What you are asked to do: Exactly as written, print each record in the listing.
[Begin Data lines]
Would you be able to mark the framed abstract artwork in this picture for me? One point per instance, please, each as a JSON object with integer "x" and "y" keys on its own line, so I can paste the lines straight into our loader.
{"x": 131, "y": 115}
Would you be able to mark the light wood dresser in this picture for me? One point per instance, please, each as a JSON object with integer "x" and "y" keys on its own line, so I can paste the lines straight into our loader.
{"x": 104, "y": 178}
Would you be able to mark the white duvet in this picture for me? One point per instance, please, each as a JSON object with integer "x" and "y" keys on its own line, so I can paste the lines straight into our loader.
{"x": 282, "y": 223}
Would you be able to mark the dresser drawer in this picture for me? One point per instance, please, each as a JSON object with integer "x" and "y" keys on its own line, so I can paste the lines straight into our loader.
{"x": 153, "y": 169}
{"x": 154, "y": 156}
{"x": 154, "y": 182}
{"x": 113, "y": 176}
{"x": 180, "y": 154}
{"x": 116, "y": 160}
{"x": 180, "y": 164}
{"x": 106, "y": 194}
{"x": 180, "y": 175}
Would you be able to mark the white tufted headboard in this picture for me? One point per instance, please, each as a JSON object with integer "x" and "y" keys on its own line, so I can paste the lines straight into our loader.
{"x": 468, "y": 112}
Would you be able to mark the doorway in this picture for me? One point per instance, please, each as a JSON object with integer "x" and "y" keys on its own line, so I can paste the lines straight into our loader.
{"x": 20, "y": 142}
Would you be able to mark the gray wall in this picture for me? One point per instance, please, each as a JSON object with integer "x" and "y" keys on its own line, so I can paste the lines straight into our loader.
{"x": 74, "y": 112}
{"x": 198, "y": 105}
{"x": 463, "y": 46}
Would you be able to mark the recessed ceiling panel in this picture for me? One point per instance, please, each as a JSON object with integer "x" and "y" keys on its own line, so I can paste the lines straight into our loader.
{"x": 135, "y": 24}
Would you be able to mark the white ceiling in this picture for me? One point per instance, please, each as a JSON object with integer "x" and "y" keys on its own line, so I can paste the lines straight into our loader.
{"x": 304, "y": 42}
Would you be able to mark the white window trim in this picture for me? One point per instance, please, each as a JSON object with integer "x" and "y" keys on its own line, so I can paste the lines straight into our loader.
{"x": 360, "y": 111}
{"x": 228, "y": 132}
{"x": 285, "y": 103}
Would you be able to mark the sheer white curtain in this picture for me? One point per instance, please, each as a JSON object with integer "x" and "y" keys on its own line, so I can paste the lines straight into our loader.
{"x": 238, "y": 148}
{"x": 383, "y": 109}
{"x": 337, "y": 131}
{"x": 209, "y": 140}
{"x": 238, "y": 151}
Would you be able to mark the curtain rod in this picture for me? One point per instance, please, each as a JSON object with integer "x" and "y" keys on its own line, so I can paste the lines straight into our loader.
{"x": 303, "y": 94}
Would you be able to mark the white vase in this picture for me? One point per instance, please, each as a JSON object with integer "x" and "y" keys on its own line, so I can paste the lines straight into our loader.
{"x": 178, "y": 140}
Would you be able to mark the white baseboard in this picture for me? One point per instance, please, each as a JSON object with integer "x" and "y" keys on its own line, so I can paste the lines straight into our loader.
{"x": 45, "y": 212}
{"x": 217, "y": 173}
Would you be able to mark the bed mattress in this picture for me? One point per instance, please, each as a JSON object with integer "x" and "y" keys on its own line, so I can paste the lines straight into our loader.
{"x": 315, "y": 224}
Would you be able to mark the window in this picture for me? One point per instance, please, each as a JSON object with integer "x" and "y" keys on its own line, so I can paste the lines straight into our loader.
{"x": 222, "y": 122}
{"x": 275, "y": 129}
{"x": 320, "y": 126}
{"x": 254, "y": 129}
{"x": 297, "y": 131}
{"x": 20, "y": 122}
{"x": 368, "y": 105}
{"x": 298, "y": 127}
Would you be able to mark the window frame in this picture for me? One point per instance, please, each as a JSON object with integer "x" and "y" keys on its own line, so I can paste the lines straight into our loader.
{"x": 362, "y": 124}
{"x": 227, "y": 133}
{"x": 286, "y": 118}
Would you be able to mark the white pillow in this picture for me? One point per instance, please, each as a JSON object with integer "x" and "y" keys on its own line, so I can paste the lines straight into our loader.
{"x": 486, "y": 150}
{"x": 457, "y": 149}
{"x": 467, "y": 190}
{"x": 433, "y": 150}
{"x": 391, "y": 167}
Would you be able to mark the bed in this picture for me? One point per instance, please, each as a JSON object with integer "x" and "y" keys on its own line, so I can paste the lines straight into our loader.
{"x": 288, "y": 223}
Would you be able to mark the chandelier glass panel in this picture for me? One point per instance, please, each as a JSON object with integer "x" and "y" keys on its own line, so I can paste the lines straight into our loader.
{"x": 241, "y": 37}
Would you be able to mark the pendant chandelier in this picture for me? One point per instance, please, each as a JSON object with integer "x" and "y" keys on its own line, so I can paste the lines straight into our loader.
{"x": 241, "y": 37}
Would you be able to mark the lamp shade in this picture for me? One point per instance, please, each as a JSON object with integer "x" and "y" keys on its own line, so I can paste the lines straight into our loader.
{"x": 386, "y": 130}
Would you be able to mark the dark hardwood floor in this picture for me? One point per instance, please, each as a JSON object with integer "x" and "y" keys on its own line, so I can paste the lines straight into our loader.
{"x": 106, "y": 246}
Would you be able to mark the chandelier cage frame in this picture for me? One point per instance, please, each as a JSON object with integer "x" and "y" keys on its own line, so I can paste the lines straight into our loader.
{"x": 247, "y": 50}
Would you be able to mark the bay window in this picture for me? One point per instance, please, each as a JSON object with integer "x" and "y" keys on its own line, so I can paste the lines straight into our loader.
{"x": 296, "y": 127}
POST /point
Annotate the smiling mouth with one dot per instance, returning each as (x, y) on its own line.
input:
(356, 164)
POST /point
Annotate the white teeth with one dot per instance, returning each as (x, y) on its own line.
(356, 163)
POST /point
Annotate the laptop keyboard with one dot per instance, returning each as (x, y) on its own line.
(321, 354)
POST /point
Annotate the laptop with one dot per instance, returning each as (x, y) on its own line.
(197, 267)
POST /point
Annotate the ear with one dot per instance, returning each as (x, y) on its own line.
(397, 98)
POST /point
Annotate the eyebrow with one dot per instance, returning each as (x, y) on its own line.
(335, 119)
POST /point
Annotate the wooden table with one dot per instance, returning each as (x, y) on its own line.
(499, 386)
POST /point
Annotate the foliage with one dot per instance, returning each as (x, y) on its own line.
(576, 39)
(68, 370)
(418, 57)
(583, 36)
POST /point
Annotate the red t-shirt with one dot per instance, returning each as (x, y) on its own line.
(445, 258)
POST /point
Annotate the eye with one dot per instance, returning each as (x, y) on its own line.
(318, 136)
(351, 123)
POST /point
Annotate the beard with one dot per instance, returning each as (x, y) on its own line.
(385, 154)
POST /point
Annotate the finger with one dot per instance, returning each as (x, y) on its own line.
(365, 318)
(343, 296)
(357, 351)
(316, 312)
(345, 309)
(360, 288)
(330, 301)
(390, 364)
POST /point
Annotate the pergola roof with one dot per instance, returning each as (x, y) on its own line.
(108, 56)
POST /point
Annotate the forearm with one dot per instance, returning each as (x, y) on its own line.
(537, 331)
[End Data lines]
Task output:
Would you be able to mark the framed abstract artwork in this picture for me? One point per instance, please, each as a JSON object with integer "x" and "y" keys on its own line, so I can paste the lines straight into our loader.
{"x": 131, "y": 115}
Would you be able to mark the light wood dresser in this picture for me? One point per instance, please, each as a JSON object with integer "x" and "y" keys on its own line, so I can paste the lines straight into our loader.
{"x": 104, "y": 178}
Would you be able to mark the white duvet in this picture for me? One point per instance, please, each as a JSON object with integer "x" and "y" keys on its own line, so I can paste the lines straight into our loader.
{"x": 282, "y": 223}
Would you be able to mark the dresser drawer in this picture for me? One point per instance, please, each as a JSON object with integer "x" and "y" keys on its own line, so I can paste the lines straight into our loader.
{"x": 153, "y": 169}
{"x": 154, "y": 156}
{"x": 154, "y": 182}
{"x": 113, "y": 176}
{"x": 180, "y": 154}
{"x": 116, "y": 160}
{"x": 180, "y": 164}
{"x": 106, "y": 194}
{"x": 180, "y": 175}
Would you be able to mark the white tufted headboard in this picture for me? One point per instance, please, each as a JSON object with integer "x" and "y" keys on its own line, so I can paste the lines straight into our loader.
{"x": 468, "y": 112}
Would you be able to mark the doorway in this picture for me? One point per instance, please, each as a JSON object with integer "x" and "y" keys on its own line, so I can paste the lines straight into our loader.
{"x": 20, "y": 142}
Would you be able to mark the gray wall in this picture for me? One point per instance, please, each as a JSON object with integer "x" and "y" keys on its own line, so I can paste the lines straight into our loader.
{"x": 74, "y": 112}
{"x": 198, "y": 105}
{"x": 463, "y": 46}
Would you be able to mark the recessed ceiling panel in this picture for me? One point per instance, please, each as a JSON object with integer "x" and "y" keys on its own line, so I can paste the lines straight into our loader.
{"x": 135, "y": 24}
Would you be able to mark the white ceiling in this picture for me? One point per instance, please, each as a JSON object with integer "x" and "y" keys on its own line, so I can paste the lines straight into our loader.
{"x": 304, "y": 42}
Would you be able to mark the white window trim in this picture for me? One point per instance, please, each as a JSON object with integer "x" and "y" keys on its own line, so I can paste the lines straight into our loader.
{"x": 360, "y": 111}
{"x": 228, "y": 132}
{"x": 285, "y": 103}
Would you be able to mark the sheer white curtain in this picture for me? One point per instance, please, each as a JSON object with integer "x" and "y" keys on its own line, so I can paste the lines straight into our loader.
{"x": 238, "y": 148}
{"x": 383, "y": 109}
{"x": 337, "y": 131}
{"x": 209, "y": 140}
{"x": 238, "y": 151}
Would you be able to mark the curtain rod in this picture for me? One point per instance, please, each as a JSON object with integer "x" and "y" keys on its own line, so I can paste the lines straight into our loader.
{"x": 303, "y": 94}
Would you be able to mark the white vase in this picture for me? One point per instance, please, each as a JSON object with integer "x" and "y" keys on its own line, so I can paste the lines straight into our loader.
{"x": 178, "y": 140}
Would you be able to mark the white baseboard in this picture for me? One point per instance, please, each as a JSON object with integer "x" and "y" keys on its own line, so I can paste the lines straight into our loader.
{"x": 45, "y": 212}
{"x": 217, "y": 173}
Would you be able to mark the bed mattress in this picture for me? One point per instance, please, each as a JSON object with integer "x" and "y" keys on its own line, so I can paste the lines straight into our loader.
{"x": 315, "y": 224}
Would you be able to mark the window in this picture for me? One point per instance, please, each as a JSON object with integer "x" and "y" keys on its own line, so I can paste the lines straight into our loader.
{"x": 222, "y": 122}
{"x": 275, "y": 129}
{"x": 320, "y": 126}
{"x": 254, "y": 129}
{"x": 297, "y": 131}
{"x": 20, "y": 122}
{"x": 368, "y": 105}
{"x": 298, "y": 127}
Would you be able to mark the window frame in this picture for me? One point per instance, please, each as a JSON object with integer "x" and "y" keys on its own line, so I can paste the lines straight into our loader.
{"x": 362, "y": 124}
{"x": 227, "y": 133}
{"x": 286, "y": 118}
Would you be able to mark the white pillow in this picture for me? One point per instance, please, each as a JSON object with integer "x" and "y" keys on its own line, so I can paste the lines straight into our loader.
{"x": 486, "y": 150}
{"x": 457, "y": 149}
{"x": 467, "y": 190}
{"x": 433, "y": 150}
{"x": 391, "y": 167}
Would you be able to mark the bed in this picture for me? One point per instance, please, each as a JSON object with integer "x" and "y" keys on its own line, so I can paste the lines straight into our loader.
{"x": 288, "y": 223}
Would you be able to mark the chandelier glass panel in this picture for me? One point per instance, please, each as a JSON object with integer "x" and "y" keys on its own line, so I can paste the lines straight into our loader.
{"x": 241, "y": 37}
Would you be able to mark the pendant chandelier in this picture for me? One point per instance, please, each as a JSON object with integer "x" and "y" keys on its own line, so I can paste the lines straight into our loader.
{"x": 241, "y": 37}
Would you be able to mark the lamp shade in this picture for me? One point per instance, please, each as a JSON object with integer "x" and "y" keys on its own line, so I can paste the lines straight into our loader.
{"x": 386, "y": 130}
Would you be able to mark the dark hardwood floor in this picture for me? One point per instance, please, each as a JSON object with integer "x" and "y" keys on its own line, so I can paste the lines straight into our loader.
{"x": 106, "y": 246}
Would you be able to mark the chandelier cage frame in this picture for me? One point per instance, please, each as a JSON object with integer "x" and "y" keys on its own line, so I can paste the lines straight into our loader.
{"x": 247, "y": 50}
Would you be able to mark the bay window in this picture for me? One point per instance, please, each as a JSON object with integer "x" and "y" keys on its own line, so I can paste the lines straight into our loader.
{"x": 296, "y": 127}
POST /point
Annotate the smiling mouth with one dot per instance, returning each as (x, y) on its own line.
input:
(356, 164)
POST /point
Annotate the white teeth with one dot per instance, returning each as (x, y) on its own line.
(356, 163)
POST /point
Annotate the laptop keyboard with one dot per instance, returning each as (x, y) on its own line.
(321, 354)
POST /point
Annotate the laptop with one dot per instance, returning each as (x, y) on its own line.
(197, 267)
POST /point
Annotate the ear with one dot per instance, returning each as (x, y) on its own line.
(397, 98)
POST /point
Annotate the eyebrow with one dot per instance, returning each as (x, y) on its own line.
(335, 119)
POST /point
Annotate the wooden table with one dot per instance, returning each as (x, y) on its own line.
(499, 386)
POST /point
Annotate the foliage with one dot per instance, returning each as (x, y) on its own line.
(576, 39)
(68, 370)
(418, 57)
(583, 36)
POST /point
Annotate the red t-shirt with one dot per instance, returning each as (x, y) on its own line.
(445, 258)
POST /point
Annotate the eye with one dot per instance, returning each as (x, y) on its own line.
(318, 136)
(351, 123)
POST /point
Annotate the beard with one dot per instance, returning each as (x, y) on its own line.
(385, 154)
POST /point
Annotate the finger with one dot per instance, returning each as (x, y) on its own line.
(365, 318)
(343, 296)
(357, 351)
(316, 312)
(345, 309)
(360, 288)
(330, 301)
(390, 364)
POST /point
Annotate the pergola roof with one dot per instance, returning each as (x, y) on its own line.
(108, 56)
POST /point
Annotate the forearm with one dot per instance, returning each as (x, y) on its own line.
(537, 331)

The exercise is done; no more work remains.